**Problem description:** Output everything in the listing exactly.

**Material supplied:**

- - - -

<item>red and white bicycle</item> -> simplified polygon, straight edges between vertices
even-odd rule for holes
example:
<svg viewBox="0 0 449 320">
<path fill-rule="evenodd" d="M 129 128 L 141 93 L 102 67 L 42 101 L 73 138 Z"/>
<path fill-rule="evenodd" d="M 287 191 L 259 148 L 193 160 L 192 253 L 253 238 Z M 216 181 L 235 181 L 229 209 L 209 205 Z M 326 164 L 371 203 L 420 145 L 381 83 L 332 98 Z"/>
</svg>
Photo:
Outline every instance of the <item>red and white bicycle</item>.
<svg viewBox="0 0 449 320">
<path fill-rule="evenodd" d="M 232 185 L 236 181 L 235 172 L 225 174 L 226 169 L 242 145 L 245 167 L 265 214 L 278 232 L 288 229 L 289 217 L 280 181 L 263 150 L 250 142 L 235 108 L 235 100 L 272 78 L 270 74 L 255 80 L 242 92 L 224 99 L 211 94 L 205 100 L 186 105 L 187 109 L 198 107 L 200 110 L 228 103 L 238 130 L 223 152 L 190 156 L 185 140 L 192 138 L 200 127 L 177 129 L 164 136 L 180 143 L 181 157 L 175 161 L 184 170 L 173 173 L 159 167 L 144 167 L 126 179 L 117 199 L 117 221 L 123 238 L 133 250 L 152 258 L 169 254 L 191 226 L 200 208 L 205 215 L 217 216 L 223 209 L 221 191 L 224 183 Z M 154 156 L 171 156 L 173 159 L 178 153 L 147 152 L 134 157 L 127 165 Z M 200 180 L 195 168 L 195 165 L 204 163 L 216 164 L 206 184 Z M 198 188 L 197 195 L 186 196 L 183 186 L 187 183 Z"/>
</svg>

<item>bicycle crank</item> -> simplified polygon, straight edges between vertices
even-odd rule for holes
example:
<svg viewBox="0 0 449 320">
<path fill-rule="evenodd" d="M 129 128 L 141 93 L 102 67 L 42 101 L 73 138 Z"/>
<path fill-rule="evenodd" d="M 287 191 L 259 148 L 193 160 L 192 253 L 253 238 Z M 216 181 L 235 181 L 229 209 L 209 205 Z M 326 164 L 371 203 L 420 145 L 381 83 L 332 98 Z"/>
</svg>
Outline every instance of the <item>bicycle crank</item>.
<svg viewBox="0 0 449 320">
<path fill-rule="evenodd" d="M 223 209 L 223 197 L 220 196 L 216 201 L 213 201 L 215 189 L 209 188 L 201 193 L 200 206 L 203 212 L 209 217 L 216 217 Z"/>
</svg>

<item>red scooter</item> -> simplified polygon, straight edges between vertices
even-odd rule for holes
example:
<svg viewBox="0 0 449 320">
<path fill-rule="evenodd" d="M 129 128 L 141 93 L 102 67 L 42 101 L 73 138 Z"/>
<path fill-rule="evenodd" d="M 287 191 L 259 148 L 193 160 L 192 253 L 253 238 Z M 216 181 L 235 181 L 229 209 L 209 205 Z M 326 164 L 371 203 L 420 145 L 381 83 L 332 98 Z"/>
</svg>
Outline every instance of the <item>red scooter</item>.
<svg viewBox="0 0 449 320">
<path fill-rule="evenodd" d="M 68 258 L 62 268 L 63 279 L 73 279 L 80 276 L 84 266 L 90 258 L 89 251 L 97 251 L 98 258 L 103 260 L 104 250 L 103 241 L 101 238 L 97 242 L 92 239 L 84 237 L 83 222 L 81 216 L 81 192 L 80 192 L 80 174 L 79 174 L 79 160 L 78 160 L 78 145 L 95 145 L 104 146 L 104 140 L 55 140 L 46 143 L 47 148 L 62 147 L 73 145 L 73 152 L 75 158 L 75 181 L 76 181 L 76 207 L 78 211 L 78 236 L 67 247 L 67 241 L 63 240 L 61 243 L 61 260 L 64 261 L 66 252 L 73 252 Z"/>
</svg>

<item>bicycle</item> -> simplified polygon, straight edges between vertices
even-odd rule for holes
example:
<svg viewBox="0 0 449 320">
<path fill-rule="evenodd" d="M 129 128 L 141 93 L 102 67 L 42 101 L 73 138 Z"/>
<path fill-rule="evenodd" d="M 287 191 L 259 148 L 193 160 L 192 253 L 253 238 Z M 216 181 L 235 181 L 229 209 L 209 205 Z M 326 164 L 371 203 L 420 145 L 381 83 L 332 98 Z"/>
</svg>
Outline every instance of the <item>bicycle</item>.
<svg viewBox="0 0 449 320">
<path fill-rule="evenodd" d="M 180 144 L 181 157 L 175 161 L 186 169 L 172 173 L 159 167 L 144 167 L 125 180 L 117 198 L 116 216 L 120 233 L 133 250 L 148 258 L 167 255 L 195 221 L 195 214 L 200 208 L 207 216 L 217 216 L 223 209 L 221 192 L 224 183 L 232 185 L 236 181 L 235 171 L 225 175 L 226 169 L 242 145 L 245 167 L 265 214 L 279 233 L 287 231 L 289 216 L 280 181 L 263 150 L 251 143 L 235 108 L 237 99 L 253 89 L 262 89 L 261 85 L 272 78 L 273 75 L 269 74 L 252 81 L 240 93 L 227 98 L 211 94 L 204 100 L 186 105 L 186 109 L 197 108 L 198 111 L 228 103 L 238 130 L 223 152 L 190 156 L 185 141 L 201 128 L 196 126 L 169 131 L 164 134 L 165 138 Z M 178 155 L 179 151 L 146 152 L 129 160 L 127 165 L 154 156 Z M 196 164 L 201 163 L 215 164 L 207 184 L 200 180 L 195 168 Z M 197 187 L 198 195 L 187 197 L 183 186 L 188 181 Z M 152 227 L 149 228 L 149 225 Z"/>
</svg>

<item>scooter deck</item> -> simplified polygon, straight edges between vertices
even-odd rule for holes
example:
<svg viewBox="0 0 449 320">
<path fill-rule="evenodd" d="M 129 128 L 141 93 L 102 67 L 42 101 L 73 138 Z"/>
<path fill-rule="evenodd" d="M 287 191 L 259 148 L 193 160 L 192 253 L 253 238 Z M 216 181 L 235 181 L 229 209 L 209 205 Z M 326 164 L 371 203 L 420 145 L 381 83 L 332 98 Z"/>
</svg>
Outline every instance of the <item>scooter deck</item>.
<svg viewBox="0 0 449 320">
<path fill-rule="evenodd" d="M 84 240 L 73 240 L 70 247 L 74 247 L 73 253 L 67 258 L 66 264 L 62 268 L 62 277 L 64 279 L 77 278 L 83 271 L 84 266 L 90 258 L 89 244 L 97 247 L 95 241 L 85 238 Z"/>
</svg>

- - - -

**Solution:**
<item>red and white bicycle</item> -> simplified polygon, straight edges between vertices
even-odd rule for holes
example:
<svg viewBox="0 0 449 320">
<path fill-rule="evenodd" d="M 129 128 L 141 93 L 102 67 L 42 101 L 73 138 Z"/>
<path fill-rule="evenodd" d="M 287 191 L 259 148 L 193 160 L 192 253 L 253 238 Z M 216 181 L 235 181 L 229 209 L 209 205 Z M 326 164 L 371 203 L 420 145 L 381 83 L 332 98 Z"/>
</svg>
Photo:
Outline every instance of the <item>red and white bicycle</item>.
<svg viewBox="0 0 449 320">
<path fill-rule="evenodd" d="M 232 185 L 236 181 L 235 172 L 225 174 L 226 169 L 242 145 L 245 167 L 265 214 L 278 232 L 288 229 L 289 217 L 280 181 L 263 150 L 250 142 L 235 108 L 235 100 L 272 78 L 270 74 L 255 80 L 242 92 L 224 99 L 211 94 L 205 100 L 186 105 L 187 109 L 198 107 L 200 110 L 228 103 L 238 130 L 223 152 L 190 156 L 185 140 L 192 138 L 200 127 L 177 129 L 164 136 L 180 143 L 181 157 L 175 161 L 184 170 L 173 173 L 159 167 L 144 167 L 126 179 L 117 199 L 117 221 L 123 238 L 133 250 L 152 258 L 169 254 L 191 226 L 200 208 L 205 215 L 217 216 L 223 209 L 221 191 L 224 183 Z M 154 156 L 171 156 L 173 159 L 178 153 L 147 152 L 134 157 L 127 165 Z M 200 180 L 195 168 L 195 165 L 204 163 L 216 164 L 206 184 Z M 198 188 L 197 195 L 186 196 L 183 186 L 187 183 Z"/>
</svg>

<item>bicycle crank</item> -> simplified polygon, straight edges between vertices
even-odd rule for holes
example:
<svg viewBox="0 0 449 320">
<path fill-rule="evenodd" d="M 129 128 L 141 93 L 102 67 L 42 101 L 73 138 Z"/>
<path fill-rule="evenodd" d="M 287 191 L 259 148 L 193 160 L 192 253 L 253 238 Z M 216 181 L 235 181 L 229 209 L 209 205 Z M 326 164 L 371 203 L 420 145 L 381 83 L 332 98 Z"/>
</svg>
Outline every instance of the <item>bicycle crank</item>.
<svg viewBox="0 0 449 320">
<path fill-rule="evenodd" d="M 223 209 L 223 197 L 220 196 L 216 201 L 213 201 L 215 189 L 209 188 L 201 193 L 200 206 L 203 212 L 209 217 L 216 217 Z"/>
</svg>

<item>red scooter</item> -> simplified polygon, straight edges between vertices
even-odd rule for holes
example:
<svg viewBox="0 0 449 320">
<path fill-rule="evenodd" d="M 129 128 L 141 93 L 102 67 L 42 101 L 73 138 Z"/>
<path fill-rule="evenodd" d="M 287 191 L 259 148 L 193 160 L 192 253 L 253 238 Z M 216 181 L 235 181 L 229 209 L 209 205 Z M 326 164 L 371 203 L 420 145 L 381 83 L 332 98 Z"/>
</svg>
Outline every instance of the <item>red scooter</item>.
<svg viewBox="0 0 449 320">
<path fill-rule="evenodd" d="M 68 258 L 62 268 L 63 279 L 73 279 L 80 276 L 84 266 L 90 258 L 89 251 L 97 251 L 98 258 L 103 260 L 104 250 L 103 241 L 101 238 L 97 242 L 92 239 L 84 237 L 83 222 L 81 216 L 81 192 L 80 192 L 80 174 L 79 174 L 79 160 L 78 160 L 78 145 L 95 145 L 104 146 L 104 140 L 55 140 L 46 143 L 47 148 L 62 147 L 73 145 L 73 152 L 75 158 L 75 181 L 76 181 L 76 207 L 78 211 L 78 236 L 67 247 L 67 241 L 63 240 L 61 243 L 61 260 L 64 261 L 66 252 L 73 252 Z"/>
</svg>

<item>bicycle</item> -> simplified polygon, straight edges between vertices
even-odd rule for holes
example:
<svg viewBox="0 0 449 320">
<path fill-rule="evenodd" d="M 129 128 L 141 93 L 102 67 L 42 101 L 73 138 Z"/>
<path fill-rule="evenodd" d="M 287 191 L 259 148 L 193 160 L 192 253 L 253 238 Z M 216 181 L 235 181 L 229 209 L 209 205 Z M 326 164 L 371 203 L 420 145 L 381 83 L 332 98 Z"/>
</svg>
Outline every instance of the <item>bicycle</item>.
<svg viewBox="0 0 449 320">
<path fill-rule="evenodd" d="M 180 144 L 181 157 L 175 161 L 186 169 L 172 173 L 159 167 L 144 167 L 125 180 L 117 198 L 116 216 L 120 233 L 133 250 L 148 258 L 167 255 L 195 221 L 195 214 L 200 208 L 207 216 L 217 216 L 223 209 L 221 192 L 224 183 L 232 185 L 236 181 L 235 171 L 225 175 L 226 169 L 242 145 L 245 167 L 265 214 L 279 233 L 287 231 L 289 216 L 280 181 L 263 150 L 251 143 L 235 108 L 237 99 L 253 89 L 262 89 L 261 85 L 272 78 L 273 75 L 269 74 L 252 81 L 240 93 L 227 98 L 211 94 L 204 100 L 186 105 L 186 109 L 197 108 L 198 111 L 228 103 L 238 130 L 223 152 L 190 156 L 185 141 L 201 128 L 196 126 L 169 131 L 164 134 L 165 138 Z M 178 155 L 179 151 L 146 152 L 129 160 L 127 165 L 154 156 Z M 196 164 L 201 163 L 215 164 L 207 184 L 200 180 L 195 168 Z M 197 187 L 198 195 L 187 197 L 183 186 L 188 181 Z M 152 227 L 149 228 L 149 225 Z"/>
</svg>

<item>scooter deck</item> -> simplified polygon, straight edges between vertices
even-odd rule for holes
example:
<svg viewBox="0 0 449 320">
<path fill-rule="evenodd" d="M 129 128 L 141 93 L 102 67 L 42 101 L 73 138 Z"/>
<path fill-rule="evenodd" d="M 287 191 L 259 148 L 193 160 L 192 253 L 253 238 Z M 216 181 L 235 181 L 229 209 L 209 205 Z M 326 164 L 371 203 L 420 145 L 381 83 L 332 98 Z"/>
</svg>
Outline every instance of the <item>scooter deck</item>.
<svg viewBox="0 0 449 320">
<path fill-rule="evenodd" d="M 84 240 L 73 240 L 70 247 L 74 247 L 73 253 L 67 258 L 66 264 L 62 268 L 62 277 L 64 279 L 77 278 L 83 271 L 84 266 L 90 258 L 89 244 L 97 247 L 95 241 L 85 238 Z"/>
</svg>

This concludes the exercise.